Today we
decided to join some of my son’s classmates on the playground after school. I
told my son that he had to stay on the playground and not go to “Mud Mountain”
(a huge dirt hill that is now mud from recent construction). I told him Mud
Mountain was dangerous since it is from recent construction, and he would get
dirty before therapy.
When the
other kids got to the playground they all headed for Mud Mountain. They began
picking up large sticks to play battle and make a bridge on this large hill. My
son called out from the playground, “Come play with me.” His friends yelled
back, “Come join us.” My son replied, “I can’t. My mom said it is not safe. Can
we play here?”
Not one kid
came.
He yelled
several times, “Want to play now?” and “Come play here, guys.”
No one even
looked at him.
He then went
to the bench and started to cry. I told him that I was so proud of him for
following the rules. I told him that he is such a good boy. He looked up at me
and said, “Why don’t they want to come play with me?” I explained to him that
they want to play on Mud Mountain and their moms do not have the same rules. He
did not understand this. He asked, “Why don’t we have the same rules? It is not
fair.”I tried explaining, but he was getting himself really worked up.
Then, my
phone alarm went off reminding me that it was time to go to therapy.
# # #
- **TASK SET**
1 - Answer these about the playground story, one line each:
(a) What did the other kids pick up sticks on the hill to do?
(b) What two reasons did the mother give her son for keeping off Mud Mountain?
(c) What reminded the mother that it was time to go to therapy?
2 - Rewrite the playground story from "(a huge dirt" up to and including "dirty before therapy.", putting "muddy" in place of "dirty".
3 - Write the next part of the playground story, picking up after the phone alarm goes off.
The records are separate material and have nothing to do with the playground story.

- **RECORDED INFORMATION**
# # #
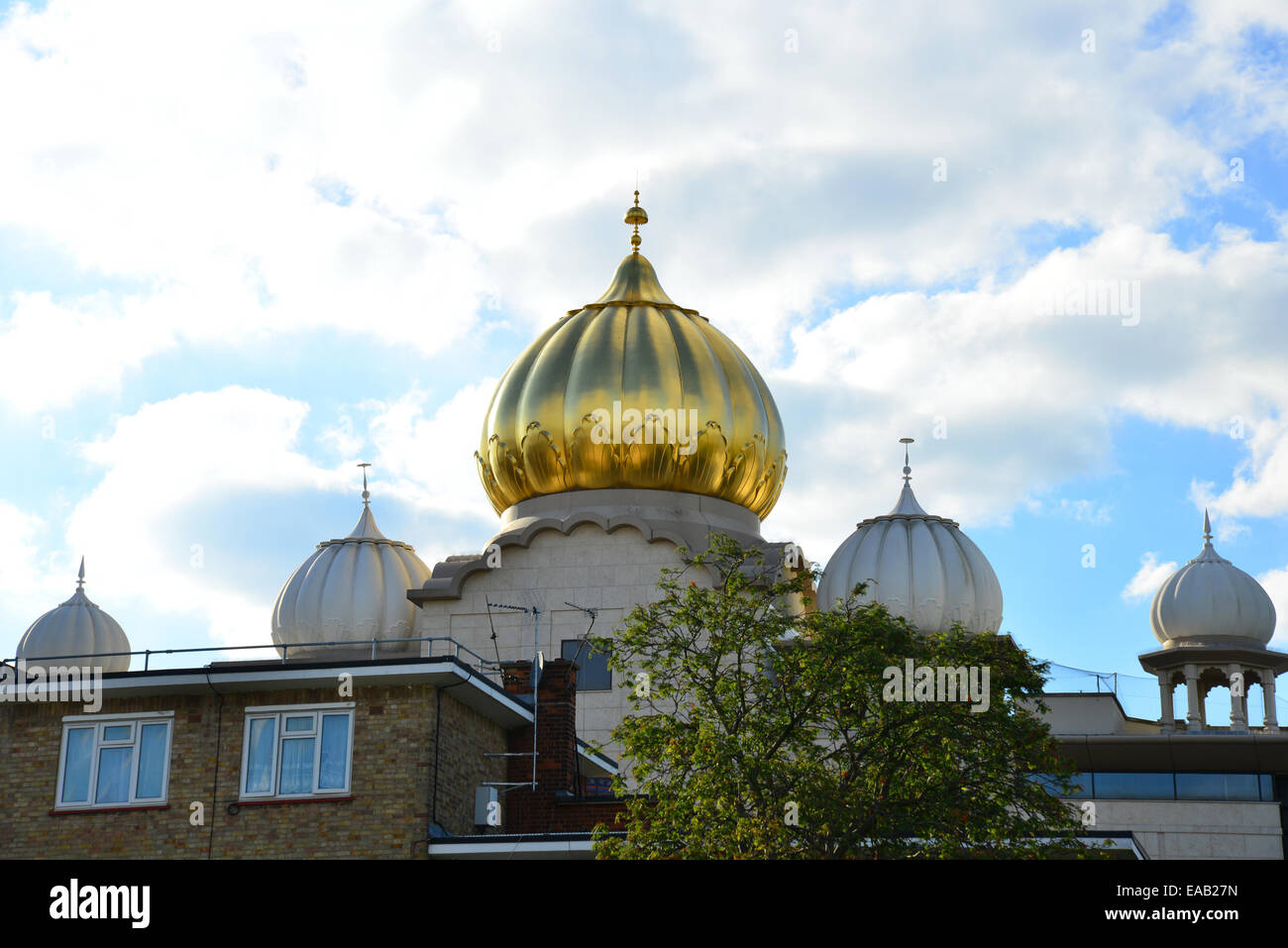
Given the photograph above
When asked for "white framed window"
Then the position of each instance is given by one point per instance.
# # #
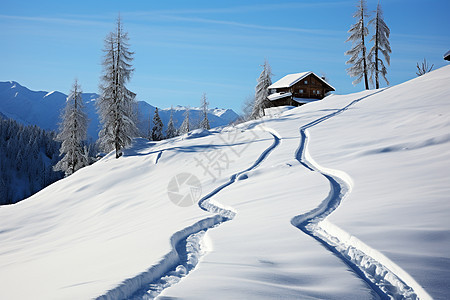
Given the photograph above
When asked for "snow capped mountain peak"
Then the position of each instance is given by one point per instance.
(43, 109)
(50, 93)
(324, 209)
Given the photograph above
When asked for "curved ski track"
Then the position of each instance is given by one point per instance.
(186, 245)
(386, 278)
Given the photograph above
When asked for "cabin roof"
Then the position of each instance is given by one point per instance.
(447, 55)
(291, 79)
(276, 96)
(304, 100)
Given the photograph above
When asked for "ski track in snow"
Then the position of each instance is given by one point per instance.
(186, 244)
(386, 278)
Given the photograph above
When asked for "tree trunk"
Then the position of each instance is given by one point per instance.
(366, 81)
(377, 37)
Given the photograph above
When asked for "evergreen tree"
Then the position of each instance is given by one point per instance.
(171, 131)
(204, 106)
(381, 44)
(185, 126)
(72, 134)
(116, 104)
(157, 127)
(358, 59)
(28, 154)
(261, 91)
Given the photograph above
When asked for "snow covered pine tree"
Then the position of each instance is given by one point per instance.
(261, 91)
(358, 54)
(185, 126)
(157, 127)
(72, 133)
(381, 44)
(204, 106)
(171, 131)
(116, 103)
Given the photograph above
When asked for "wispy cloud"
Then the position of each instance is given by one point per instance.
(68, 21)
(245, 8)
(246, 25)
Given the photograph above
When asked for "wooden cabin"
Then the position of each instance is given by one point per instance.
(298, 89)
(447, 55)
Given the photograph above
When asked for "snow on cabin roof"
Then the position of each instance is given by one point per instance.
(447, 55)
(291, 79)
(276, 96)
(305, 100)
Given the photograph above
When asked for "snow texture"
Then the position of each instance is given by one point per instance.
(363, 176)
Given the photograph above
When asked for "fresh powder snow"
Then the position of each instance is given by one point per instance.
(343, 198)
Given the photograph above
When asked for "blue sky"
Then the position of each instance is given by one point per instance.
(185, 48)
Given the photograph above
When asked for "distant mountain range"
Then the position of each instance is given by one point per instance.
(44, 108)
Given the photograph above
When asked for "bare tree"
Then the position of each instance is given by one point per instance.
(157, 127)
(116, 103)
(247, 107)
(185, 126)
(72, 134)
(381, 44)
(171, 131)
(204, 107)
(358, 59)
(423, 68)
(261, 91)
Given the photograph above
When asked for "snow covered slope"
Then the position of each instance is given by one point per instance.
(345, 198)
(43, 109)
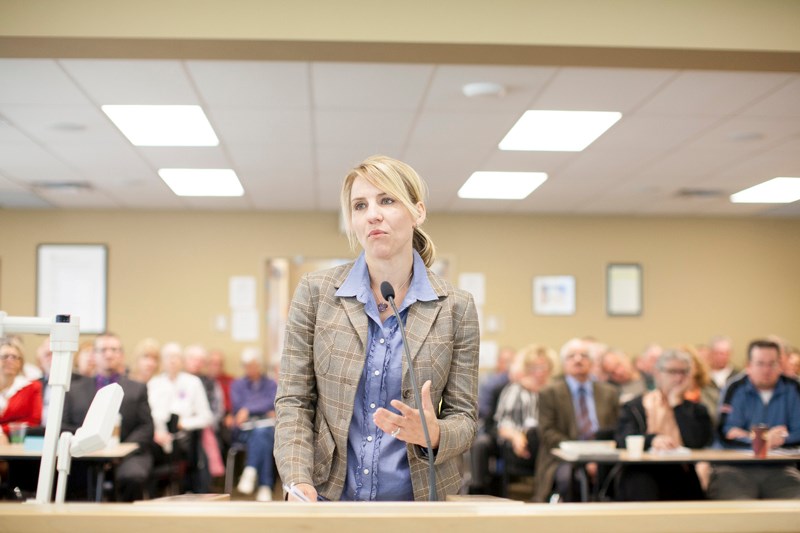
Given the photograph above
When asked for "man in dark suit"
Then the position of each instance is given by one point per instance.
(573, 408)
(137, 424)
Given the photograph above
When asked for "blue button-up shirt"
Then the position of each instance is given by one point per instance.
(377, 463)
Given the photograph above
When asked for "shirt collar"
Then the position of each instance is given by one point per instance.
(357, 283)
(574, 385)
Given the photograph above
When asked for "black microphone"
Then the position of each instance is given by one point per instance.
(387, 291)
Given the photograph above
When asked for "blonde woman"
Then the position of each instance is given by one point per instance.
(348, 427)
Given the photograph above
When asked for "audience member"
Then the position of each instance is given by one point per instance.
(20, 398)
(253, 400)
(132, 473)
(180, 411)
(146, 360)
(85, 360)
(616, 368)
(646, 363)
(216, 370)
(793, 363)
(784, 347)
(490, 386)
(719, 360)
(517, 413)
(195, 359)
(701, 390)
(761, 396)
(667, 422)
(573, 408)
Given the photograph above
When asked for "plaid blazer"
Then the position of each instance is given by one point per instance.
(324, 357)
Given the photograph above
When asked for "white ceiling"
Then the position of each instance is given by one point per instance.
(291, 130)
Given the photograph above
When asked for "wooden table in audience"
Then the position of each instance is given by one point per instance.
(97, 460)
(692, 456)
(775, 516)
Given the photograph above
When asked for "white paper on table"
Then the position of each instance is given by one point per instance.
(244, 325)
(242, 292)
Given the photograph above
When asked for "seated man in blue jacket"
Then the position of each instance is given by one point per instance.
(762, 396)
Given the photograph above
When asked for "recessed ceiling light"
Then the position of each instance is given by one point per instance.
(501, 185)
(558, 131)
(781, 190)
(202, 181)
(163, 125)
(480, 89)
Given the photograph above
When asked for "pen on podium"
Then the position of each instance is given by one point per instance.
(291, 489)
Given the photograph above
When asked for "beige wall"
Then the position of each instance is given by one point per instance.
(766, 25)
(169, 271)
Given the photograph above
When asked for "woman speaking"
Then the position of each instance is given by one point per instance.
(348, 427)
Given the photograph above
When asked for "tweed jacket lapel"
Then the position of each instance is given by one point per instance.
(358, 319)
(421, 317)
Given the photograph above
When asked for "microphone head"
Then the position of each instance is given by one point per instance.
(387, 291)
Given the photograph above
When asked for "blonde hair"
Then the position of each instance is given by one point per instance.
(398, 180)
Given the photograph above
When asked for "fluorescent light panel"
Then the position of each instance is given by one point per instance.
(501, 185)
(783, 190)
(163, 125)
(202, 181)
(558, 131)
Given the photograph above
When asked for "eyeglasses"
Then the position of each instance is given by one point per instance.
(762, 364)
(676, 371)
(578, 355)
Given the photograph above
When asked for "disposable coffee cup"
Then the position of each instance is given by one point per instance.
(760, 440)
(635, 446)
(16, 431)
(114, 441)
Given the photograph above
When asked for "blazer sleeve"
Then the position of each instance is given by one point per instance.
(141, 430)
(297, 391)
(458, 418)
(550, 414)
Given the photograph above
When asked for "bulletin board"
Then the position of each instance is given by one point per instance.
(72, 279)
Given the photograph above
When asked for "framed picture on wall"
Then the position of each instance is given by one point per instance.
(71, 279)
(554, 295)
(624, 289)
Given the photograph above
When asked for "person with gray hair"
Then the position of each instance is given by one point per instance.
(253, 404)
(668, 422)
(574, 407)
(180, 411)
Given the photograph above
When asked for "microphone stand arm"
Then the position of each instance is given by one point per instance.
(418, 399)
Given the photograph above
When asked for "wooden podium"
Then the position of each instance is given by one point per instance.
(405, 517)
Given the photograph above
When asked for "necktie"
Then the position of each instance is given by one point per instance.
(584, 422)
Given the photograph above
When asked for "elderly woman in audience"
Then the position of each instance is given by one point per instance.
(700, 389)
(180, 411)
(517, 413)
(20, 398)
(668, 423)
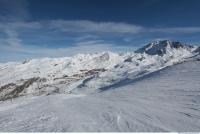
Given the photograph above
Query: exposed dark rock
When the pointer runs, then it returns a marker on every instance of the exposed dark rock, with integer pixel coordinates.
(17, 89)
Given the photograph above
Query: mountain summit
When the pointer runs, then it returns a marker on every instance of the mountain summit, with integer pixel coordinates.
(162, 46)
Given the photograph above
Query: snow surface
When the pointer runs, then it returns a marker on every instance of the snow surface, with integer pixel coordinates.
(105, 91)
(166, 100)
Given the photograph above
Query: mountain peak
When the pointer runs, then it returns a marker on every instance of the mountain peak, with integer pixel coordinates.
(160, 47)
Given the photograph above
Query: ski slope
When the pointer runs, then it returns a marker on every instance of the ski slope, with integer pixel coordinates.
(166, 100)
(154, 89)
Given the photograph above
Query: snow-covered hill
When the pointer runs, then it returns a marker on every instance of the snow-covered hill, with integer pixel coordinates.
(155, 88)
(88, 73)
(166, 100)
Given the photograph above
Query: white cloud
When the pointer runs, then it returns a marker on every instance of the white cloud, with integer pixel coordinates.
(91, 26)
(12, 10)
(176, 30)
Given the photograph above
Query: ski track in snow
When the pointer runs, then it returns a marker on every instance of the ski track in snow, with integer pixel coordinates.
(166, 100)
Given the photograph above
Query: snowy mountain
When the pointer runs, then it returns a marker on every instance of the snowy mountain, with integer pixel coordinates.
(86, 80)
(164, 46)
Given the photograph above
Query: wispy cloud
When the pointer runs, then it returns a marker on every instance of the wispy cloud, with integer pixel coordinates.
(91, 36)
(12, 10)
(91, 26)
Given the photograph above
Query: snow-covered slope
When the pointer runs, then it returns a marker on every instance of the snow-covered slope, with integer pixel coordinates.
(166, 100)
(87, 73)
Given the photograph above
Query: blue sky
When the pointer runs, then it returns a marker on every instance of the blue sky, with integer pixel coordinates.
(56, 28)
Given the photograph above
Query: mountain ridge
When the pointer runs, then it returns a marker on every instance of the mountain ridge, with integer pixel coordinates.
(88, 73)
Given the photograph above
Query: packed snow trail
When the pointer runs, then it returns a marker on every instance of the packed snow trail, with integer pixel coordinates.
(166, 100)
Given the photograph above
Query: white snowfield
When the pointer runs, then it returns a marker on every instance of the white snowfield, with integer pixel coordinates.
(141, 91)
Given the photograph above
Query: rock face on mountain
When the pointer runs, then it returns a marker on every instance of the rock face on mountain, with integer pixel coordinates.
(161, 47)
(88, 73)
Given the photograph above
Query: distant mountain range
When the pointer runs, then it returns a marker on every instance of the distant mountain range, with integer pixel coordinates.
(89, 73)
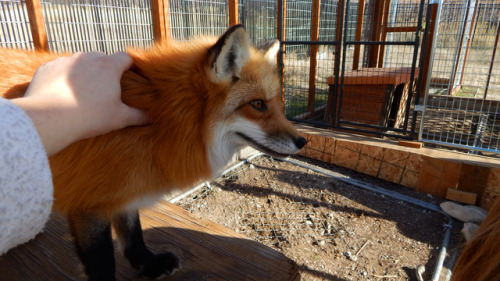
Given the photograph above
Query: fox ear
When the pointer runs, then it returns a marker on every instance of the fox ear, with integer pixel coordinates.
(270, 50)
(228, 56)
# # #
- **TASK RESULTS**
1 -
(a) To play battle and make a bridge.
(b) It was dangerous because it was from recent construction, and he would get dirty before therapy.
(c) Her phone alarm went off.

2 -
(a huge dirt hill that is now mud from recent construction). I told him Mud
Mountain was dangerous since it is from recent construction, and he would get
muddy before therapy.

3 -
I told him,
“That is the alarm”, and he lost it. He threw himself to the ground. Arms
flying. Feet kicking. All while yelling, “But I didn’t get to play with any
friends.” I told him I was sorry, and I know it is hard, but we have to leave. It
is days like this that I wish we had a more open schedule and didn’t have to
leave for therapy.
It then got
worse. I picked him up in a cradle position (since he wouldn’t stand), and held
him close giving him deep pressure as we walked towards the car. I got him
strapped in his seat belt. I handed him the ipad to divert his attention and
get him to calm down. Then, I got his sister strapped in (who luckily was
following close behind me this whole time). Afterwards, I got in, drove to therapy,
and just cried.
I cried
because it hurts to see your kid hurting. I wish the parents would have
encouraged their kids to come to the playground, so no one was left out. I wish
the parents would have used it as a teaching moment to encourage children to
step up and be a friend to kids who have no one else around.
But, I can’t
control the parents or their kids. I can just do me. So once we got to therapy.
I asked my son for his ipad. I told him that I gave him his game because he
listened on the playground (He followed instructions to stay on the playground
when his friends were on Mud Mountain). I told him that I was however
disappointed in how he let his sadness control him at the end of play time.
Then, we discussed ways to handle situations better when we are sad.
Then he
looked at me and said, “I am sorry, mommy. I didn’t mean to.” I know that he
meant it. Transitions and handling his emotions is all a work in progress. But,
some days, I just wish it was easier, and it didn’t hurt so much.